(Point labeling items based on photos)
┄┄┄┄┄┄┄┄┄┄┄┄┄┄┄┄┄┄┄┄

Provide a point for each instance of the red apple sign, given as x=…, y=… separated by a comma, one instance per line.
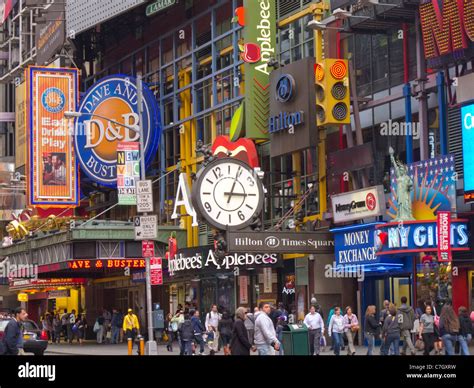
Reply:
x=242, y=149
x=251, y=53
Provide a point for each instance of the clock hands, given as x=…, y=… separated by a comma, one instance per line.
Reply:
x=233, y=186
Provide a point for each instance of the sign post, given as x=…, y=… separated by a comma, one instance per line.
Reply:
x=151, y=346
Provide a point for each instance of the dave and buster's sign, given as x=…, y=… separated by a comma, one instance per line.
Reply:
x=114, y=98
x=403, y=238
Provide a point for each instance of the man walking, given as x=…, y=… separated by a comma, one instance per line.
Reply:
x=199, y=330
x=265, y=336
x=315, y=324
x=116, y=324
x=12, y=336
x=131, y=326
x=70, y=323
x=406, y=319
x=212, y=322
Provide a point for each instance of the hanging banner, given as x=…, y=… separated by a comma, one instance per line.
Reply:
x=258, y=47
x=20, y=125
x=53, y=178
x=128, y=172
x=444, y=236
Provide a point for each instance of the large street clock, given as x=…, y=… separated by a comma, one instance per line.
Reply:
x=228, y=194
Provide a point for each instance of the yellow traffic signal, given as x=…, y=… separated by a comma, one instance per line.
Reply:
x=332, y=92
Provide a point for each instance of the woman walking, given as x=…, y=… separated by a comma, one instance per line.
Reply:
x=465, y=331
x=225, y=327
x=448, y=328
x=240, y=344
x=391, y=332
x=371, y=328
x=427, y=330
x=335, y=330
x=351, y=327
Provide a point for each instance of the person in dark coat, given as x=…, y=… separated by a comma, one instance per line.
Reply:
x=186, y=332
x=12, y=334
x=240, y=344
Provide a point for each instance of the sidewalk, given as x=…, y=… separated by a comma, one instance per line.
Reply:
x=93, y=349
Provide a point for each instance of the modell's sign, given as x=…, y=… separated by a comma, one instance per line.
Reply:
x=448, y=30
x=402, y=238
x=206, y=258
x=109, y=116
x=358, y=204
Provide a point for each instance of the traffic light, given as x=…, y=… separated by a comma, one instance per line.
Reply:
x=332, y=92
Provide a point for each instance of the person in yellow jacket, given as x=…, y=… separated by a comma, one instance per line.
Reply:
x=131, y=327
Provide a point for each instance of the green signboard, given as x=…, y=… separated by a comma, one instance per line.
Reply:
x=259, y=46
x=159, y=6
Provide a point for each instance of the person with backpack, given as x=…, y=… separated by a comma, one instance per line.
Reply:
x=116, y=323
x=199, y=331
x=335, y=330
x=131, y=327
x=448, y=328
x=12, y=341
x=465, y=331
x=99, y=328
x=64, y=321
x=391, y=332
x=186, y=333
x=57, y=329
x=406, y=319
x=70, y=323
x=224, y=327
x=240, y=345
x=371, y=328
x=351, y=327
x=427, y=330
x=315, y=324
x=212, y=322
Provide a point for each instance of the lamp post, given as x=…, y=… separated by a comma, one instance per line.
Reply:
x=151, y=346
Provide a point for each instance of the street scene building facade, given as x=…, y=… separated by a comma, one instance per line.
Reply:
x=175, y=155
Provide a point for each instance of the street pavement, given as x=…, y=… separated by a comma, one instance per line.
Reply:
x=92, y=348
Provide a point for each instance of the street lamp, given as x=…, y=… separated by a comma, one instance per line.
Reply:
x=151, y=346
x=319, y=26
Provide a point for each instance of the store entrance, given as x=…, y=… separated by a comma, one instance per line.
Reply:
x=392, y=288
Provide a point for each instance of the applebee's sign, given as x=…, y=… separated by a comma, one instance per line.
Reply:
x=203, y=259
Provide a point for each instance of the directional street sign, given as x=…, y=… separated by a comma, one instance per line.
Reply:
x=145, y=196
x=145, y=227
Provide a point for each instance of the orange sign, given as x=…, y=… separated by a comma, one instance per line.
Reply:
x=53, y=178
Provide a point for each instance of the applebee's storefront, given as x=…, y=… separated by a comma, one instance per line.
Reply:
x=197, y=276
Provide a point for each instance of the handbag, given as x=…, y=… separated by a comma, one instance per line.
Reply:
x=419, y=344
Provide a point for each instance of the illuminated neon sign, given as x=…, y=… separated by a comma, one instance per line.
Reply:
x=448, y=30
x=106, y=263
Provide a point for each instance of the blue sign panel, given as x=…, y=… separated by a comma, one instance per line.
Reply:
x=411, y=237
x=467, y=126
x=355, y=245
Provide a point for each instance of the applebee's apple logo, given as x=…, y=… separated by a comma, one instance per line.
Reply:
x=250, y=52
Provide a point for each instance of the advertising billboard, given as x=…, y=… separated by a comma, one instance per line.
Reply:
x=53, y=178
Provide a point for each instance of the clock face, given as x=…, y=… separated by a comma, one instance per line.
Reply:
x=228, y=194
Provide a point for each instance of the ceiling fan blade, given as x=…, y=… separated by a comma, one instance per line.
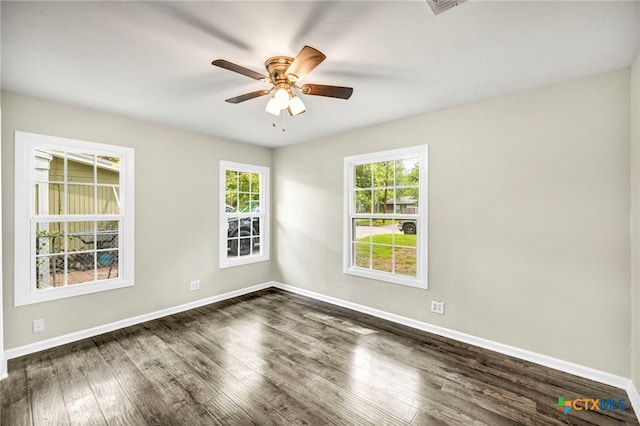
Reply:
x=240, y=70
x=329, y=91
x=247, y=96
x=304, y=63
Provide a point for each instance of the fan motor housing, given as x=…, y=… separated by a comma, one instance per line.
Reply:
x=277, y=67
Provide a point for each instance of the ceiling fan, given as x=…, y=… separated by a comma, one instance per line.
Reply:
x=284, y=75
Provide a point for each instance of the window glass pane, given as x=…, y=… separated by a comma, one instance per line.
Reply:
x=81, y=236
x=254, y=206
x=362, y=255
x=80, y=168
x=255, y=183
x=108, y=199
x=80, y=199
x=405, y=261
x=49, y=271
x=363, y=176
x=56, y=164
x=363, y=201
x=244, y=182
x=48, y=199
x=363, y=229
x=407, y=201
x=107, y=235
x=108, y=170
x=231, y=193
x=107, y=264
x=49, y=238
x=383, y=201
x=407, y=172
x=382, y=258
x=383, y=175
x=81, y=268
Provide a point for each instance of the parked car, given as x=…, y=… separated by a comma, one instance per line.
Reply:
x=408, y=226
x=247, y=229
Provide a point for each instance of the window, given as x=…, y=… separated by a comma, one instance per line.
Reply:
x=386, y=219
x=73, y=217
x=244, y=222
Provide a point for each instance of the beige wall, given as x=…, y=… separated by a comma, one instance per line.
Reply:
x=528, y=216
x=176, y=217
x=635, y=223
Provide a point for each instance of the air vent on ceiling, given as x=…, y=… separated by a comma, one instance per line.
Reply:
x=439, y=6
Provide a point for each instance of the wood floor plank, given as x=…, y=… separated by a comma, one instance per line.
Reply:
x=277, y=358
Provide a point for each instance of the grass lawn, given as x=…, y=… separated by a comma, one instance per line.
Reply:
x=377, y=253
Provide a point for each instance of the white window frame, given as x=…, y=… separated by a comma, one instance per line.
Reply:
x=26, y=145
x=264, y=216
x=421, y=278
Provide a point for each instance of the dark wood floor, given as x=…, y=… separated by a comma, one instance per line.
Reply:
x=274, y=357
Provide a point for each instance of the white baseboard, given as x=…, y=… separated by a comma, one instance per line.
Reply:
x=547, y=361
x=83, y=334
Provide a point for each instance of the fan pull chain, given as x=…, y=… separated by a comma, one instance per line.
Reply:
x=273, y=124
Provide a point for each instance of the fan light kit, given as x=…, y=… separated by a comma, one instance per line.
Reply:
x=284, y=75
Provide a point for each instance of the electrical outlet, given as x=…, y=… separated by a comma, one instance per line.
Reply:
x=437, y=307
x=38, y=325
x=195, y=285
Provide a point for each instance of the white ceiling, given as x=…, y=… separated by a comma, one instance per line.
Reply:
x=152, y=60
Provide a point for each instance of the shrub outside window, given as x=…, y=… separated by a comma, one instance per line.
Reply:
x=386, y=219
x=74, y=217
x=244, y=224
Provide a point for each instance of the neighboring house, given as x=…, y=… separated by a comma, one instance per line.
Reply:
x=80, y=184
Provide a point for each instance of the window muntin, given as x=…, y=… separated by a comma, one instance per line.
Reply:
x=74, y=231
x=243, y=224
x=385, y=229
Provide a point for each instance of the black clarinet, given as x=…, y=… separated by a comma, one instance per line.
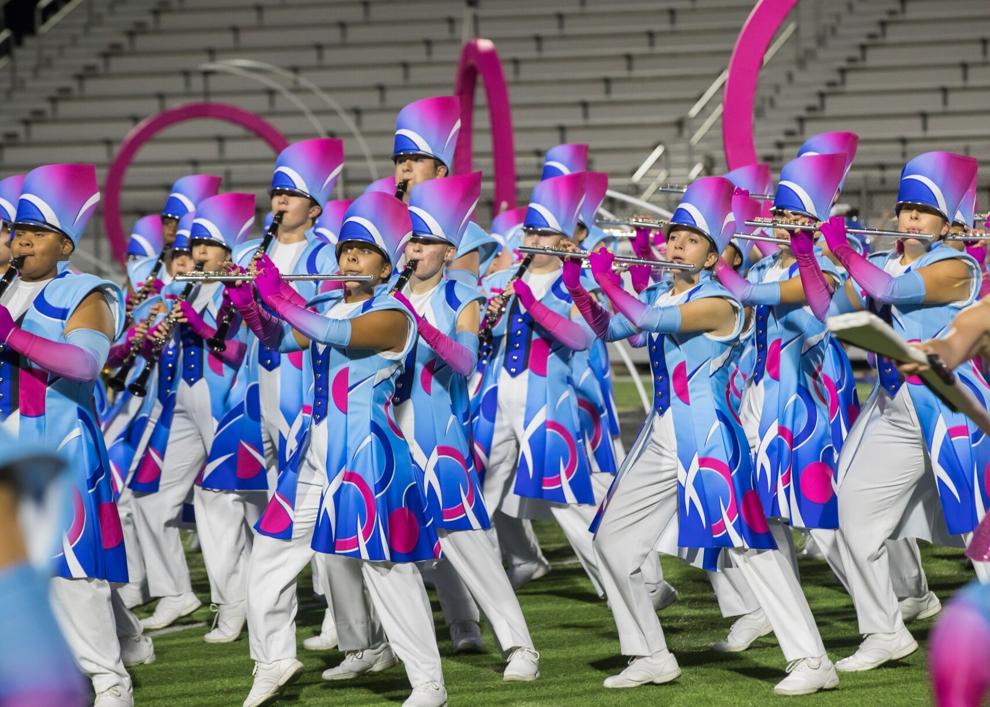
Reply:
x=486, y=334
x=403, y=278
x=218, y=342
x=13, y=270
x=139, y=387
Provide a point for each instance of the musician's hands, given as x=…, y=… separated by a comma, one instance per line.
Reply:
x=7, y=323
x=524, y=294
x=834, y=231
x=601, y=262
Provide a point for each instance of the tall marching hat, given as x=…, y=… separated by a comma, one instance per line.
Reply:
x=706, y=207
x=379, y=219
x=555, y=204
x=309, y=168
x=224, y=219
x=182, y=242
x=507, y=226
x=187, y=192
x=59, y=197
x=146, y=237
x=328, y=225
x=429, y=127
x=441, y=208
x=565, y=159
x=10, y=190
x=936, y=180
x=966, y=211
x=808, y=184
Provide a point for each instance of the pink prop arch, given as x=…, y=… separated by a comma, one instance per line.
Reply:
x=151, y=126
x=744, y=71
x=480, y=57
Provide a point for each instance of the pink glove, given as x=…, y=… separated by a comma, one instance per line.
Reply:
x=817, y=289
x=572, y=273
x=601, y=267
x=569, y=333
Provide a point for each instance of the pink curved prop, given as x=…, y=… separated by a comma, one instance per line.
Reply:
x=479, y=57
x=151, y=126
x=744, y=72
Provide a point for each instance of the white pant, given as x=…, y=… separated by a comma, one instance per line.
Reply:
x=474, y=556
x=884, y=468
x=642, y=508
x=85, y=615
x=396, y=590
x=156, y=514
x=500, y=478
x=224, y=523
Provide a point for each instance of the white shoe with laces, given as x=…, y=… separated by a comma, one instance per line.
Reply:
x=171, y=609
x=370, y=660
x=228, y=622
x=744, y=631
x=136, y=650
x=114, y=696
x=653, y=669
x=808, y=675
x=523, y=666
x=430, y=694
x=877, y=649
x=270, y=678
x=917, y=608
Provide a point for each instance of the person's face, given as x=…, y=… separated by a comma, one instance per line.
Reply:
x=417, y=168
x=182, y=262
x=169, y=227
x=212, y=256
x=690, y=247
x=535, y=239
x=300, y=211
x=920, y=219
x=4, y=244
x=430, y=256
x=41, y=249
x=360, y=258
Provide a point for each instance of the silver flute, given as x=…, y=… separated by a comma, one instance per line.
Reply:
x=619, y=259
x=245, y=277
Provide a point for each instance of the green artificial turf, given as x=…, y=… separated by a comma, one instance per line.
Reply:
x=574, y=632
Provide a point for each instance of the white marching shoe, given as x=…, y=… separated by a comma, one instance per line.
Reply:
x=465, y=637
x=877, y=649
x=643, y=670
x=808, y=675
x=326, y=639
x=370, y=660
x=270, y=678
x=744, y=631
x=136, y=650
x=523, y=666
x=114, y=696
x=917, y=608
x=430, y=694
x=228, y=622
x=662, y=595
x=171, y=609
x=527, y=572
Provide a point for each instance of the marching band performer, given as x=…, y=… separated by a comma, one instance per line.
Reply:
x=691, y=485
x=431, y=401
x=527, y=435
x=358, y=495
x=56, y=327
x=195, y=383
x=907, y=445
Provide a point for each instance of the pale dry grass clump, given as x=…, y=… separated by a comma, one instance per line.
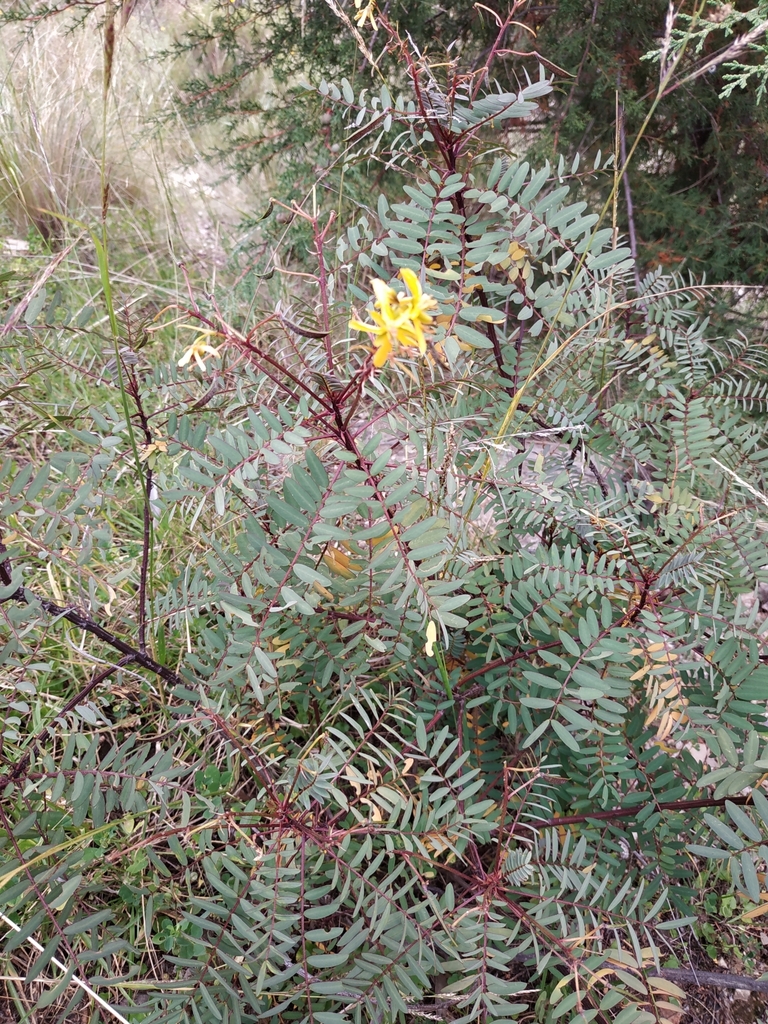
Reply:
x=51, y=128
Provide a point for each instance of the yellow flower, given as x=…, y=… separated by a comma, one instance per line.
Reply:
x=398, y=318
x=367, y=13
x=431, y=638
x=198, y=349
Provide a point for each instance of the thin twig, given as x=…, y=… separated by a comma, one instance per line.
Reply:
x=83, y=622
x=74, y=979
x=70, y=706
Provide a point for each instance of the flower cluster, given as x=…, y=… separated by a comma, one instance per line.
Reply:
x=398, y=318
x=200, y=349
x=366, y=13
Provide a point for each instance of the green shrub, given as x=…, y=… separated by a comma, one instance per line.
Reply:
x=403, y=663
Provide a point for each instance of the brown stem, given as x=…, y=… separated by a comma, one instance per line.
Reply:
x=629, y=812
x=83, y=622
x=96, y=680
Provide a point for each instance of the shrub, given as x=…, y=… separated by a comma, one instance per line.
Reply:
x=409, y=638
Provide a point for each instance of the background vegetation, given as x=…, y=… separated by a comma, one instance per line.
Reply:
x=382, y=563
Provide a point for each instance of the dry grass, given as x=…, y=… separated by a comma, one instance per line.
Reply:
x=51, y=125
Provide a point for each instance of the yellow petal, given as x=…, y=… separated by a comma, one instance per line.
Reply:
x=359, y=326
x=412, y=282
x=431, y=638
x=382, y=352
x=383, y=293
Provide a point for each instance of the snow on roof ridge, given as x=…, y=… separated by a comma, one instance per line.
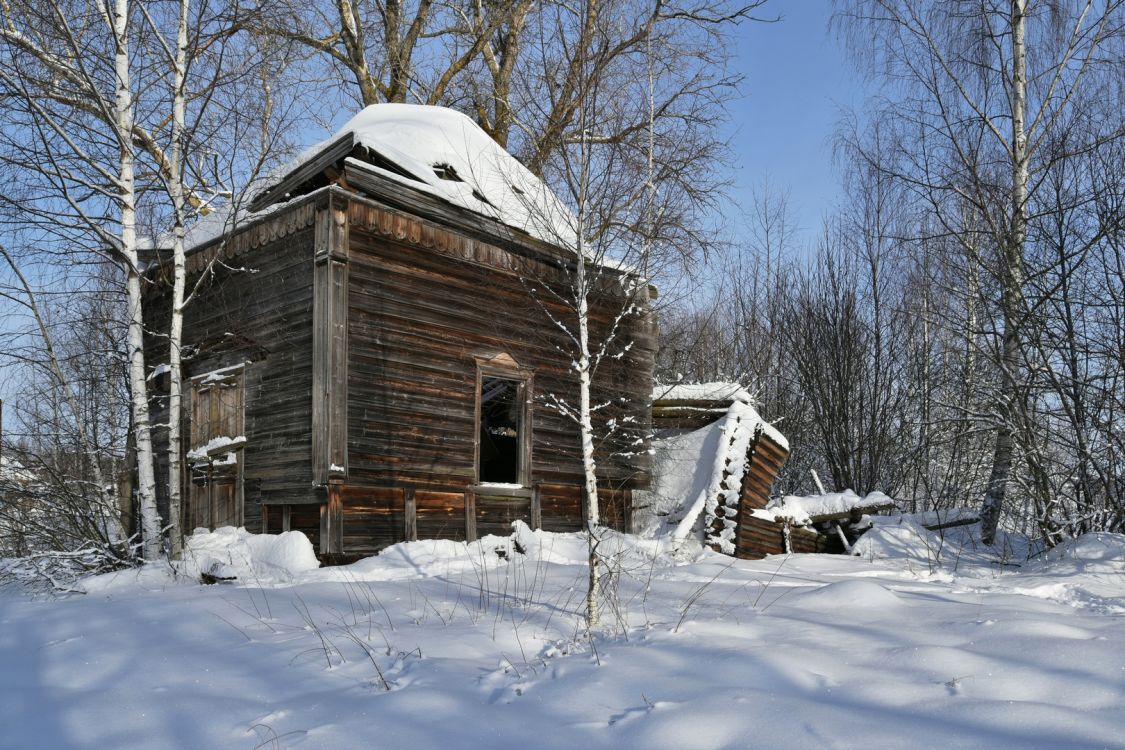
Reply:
x=455, y=160
x=716, y=390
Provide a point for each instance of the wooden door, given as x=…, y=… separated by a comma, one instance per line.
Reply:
x=215, y=458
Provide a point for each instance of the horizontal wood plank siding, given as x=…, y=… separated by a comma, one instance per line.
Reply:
x=424, y=306
x=253, y=306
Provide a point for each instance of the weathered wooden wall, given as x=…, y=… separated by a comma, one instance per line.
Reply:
x=425, y=306
x=757, y=536
x=253, y=306
x=361, y=330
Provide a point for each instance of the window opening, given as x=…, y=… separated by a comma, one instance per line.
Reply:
x=447, y=172
x=501, y=425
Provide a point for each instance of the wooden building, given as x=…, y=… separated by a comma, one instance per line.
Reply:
x=712, y=430
x=374, y=353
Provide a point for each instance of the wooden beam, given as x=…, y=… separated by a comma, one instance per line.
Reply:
x=334, y=152
x=330, y=344
x=470, y=515
x=411, y=515
x=537, y=508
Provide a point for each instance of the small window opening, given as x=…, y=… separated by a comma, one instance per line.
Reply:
x=500, y=431
x=447, y=172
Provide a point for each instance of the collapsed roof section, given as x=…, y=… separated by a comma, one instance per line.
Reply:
x=434, y=152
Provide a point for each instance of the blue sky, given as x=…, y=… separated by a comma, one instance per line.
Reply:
x=797, y=81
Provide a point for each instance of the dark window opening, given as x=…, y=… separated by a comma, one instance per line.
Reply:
x=447, y=172
x=500, y=431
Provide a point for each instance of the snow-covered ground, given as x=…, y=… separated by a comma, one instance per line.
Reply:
x=437, y=644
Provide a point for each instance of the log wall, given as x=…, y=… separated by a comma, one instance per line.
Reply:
x=425, y=309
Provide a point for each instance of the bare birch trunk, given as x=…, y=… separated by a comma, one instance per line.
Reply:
x=142, y=426
x=585, y=423
x=176, y=327
x=1013, y=283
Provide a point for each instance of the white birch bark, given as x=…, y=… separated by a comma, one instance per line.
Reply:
x=176, y=192
x=585, y=423
x=1013, y=283
x=142, y=426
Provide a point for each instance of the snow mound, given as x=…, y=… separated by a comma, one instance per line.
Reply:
x=1095, y=552
x=230, y=552
x=446, y=558
x=848, y=595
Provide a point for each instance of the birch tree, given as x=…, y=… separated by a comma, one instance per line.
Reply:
x=978, y=89
x=64, y=100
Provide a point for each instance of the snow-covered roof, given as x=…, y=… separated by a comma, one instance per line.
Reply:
x=698, y=476
x=696, y=391
x=442, y=152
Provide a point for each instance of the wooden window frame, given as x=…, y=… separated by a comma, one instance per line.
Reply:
x=524, y=380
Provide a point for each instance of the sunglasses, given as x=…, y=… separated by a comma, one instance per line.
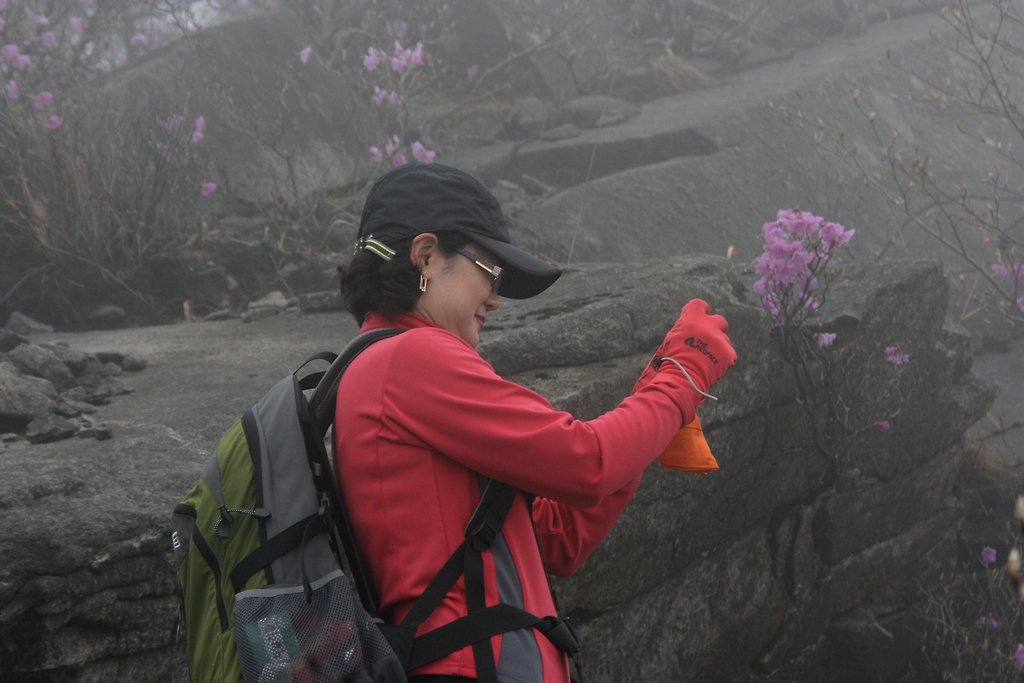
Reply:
x=496, y=271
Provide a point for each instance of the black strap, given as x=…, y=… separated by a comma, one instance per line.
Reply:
x=314, y=417
x=469, y=630
x=273, y=548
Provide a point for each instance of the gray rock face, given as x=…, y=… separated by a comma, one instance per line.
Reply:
x=784, y=546
x=23, y=398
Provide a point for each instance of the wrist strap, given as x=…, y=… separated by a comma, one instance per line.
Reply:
x=686, y=375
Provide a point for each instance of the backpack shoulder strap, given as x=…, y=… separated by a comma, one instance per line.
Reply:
x=315, y=417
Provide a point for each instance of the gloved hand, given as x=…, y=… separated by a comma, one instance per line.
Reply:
x=698, y=342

┄┄┄┄┄┄┄┄┄┄┄┄┄┄┄┄┄┄┄┄

_Written instruction:_
Copy out the lines above without any change, everything from the line containing "Provide a point for each instance of the weathered" down to the line containing "x=848, y=595", with both of those lines included.

_Answer in full:_
Provide a point for each instance of the weathered wooden wall, given as x=…, y=… separated by a comma, one instance per line.
Reply:
x=425, y=306
x=757, y=536
x=253, y=306
x=361, y=330
Provide a point for each instance of the window opening, given as x=…, y=… separated by a comma, one instance per line.
Reply:
x=447, y=172
x=501, y=425
Provide a point for each instance of the wooden building, given as x=…, y=… separated by a comma, one instance per line.
Reply:
x=712, y=430
x=374, y=353
Provide a point for each instance of the wooden beam, given as x=…, y=… separated by a comma, one instance per line.
Reply:
x=334, y=152
x=330, y=344
x=470, y=515
x=411, y=515
x=537, y=508
Provide a point for each instance of the small window opening, given as x=…, y=… separated by a comma, one instance per line.
Reply:
x=500, y=431
x=447, y=172
Provide a point for each instance of the collapsed roof section, given as x=…, y=… separated by a comma, one instance per line.
Reply:
x=434, y=152
Provide a point for each instance of the blue sky, given as x=…, y=… separated by a comma, one instance per line.
Reply:
x=797, y=81
Provide a point for each instance of the dark window opening, given as x=…, y=… separated by a comma, one instance per line.
Reply:
x=447, y=172
x=500, y=431
Provide a point for each instance of the snow-covered ground, given as x=…, y=… separated by a comma, one instance per line.
Reply:
x=437, y=644
Provide a point for each instance of the log wall, given as x=…, y=… separated by a comma, one instance per line.
Reply:
x=425, y=309
Provide a point for each instance of the bare birch trunk, given as x=…, y=… separated by a comma, one instance per line.
Reply:
x=142, y=426
x=585, y=423
x=176, y=327
x=1013, y=283
Provide a point for each instance of the white birch bark, given as x=…, y=… separated by a comma, one instance per line.
Reply:
x=176, y=192
x=585, y=423
x=1013, y=283
x=142, y=426
Provide a point for each instance of the snow mound, given as x=…, y=… separated by a comma, one instance per line.
Reply:
x=1095, y=552
x=230, y=552
x=446, y=558
x=848, y=595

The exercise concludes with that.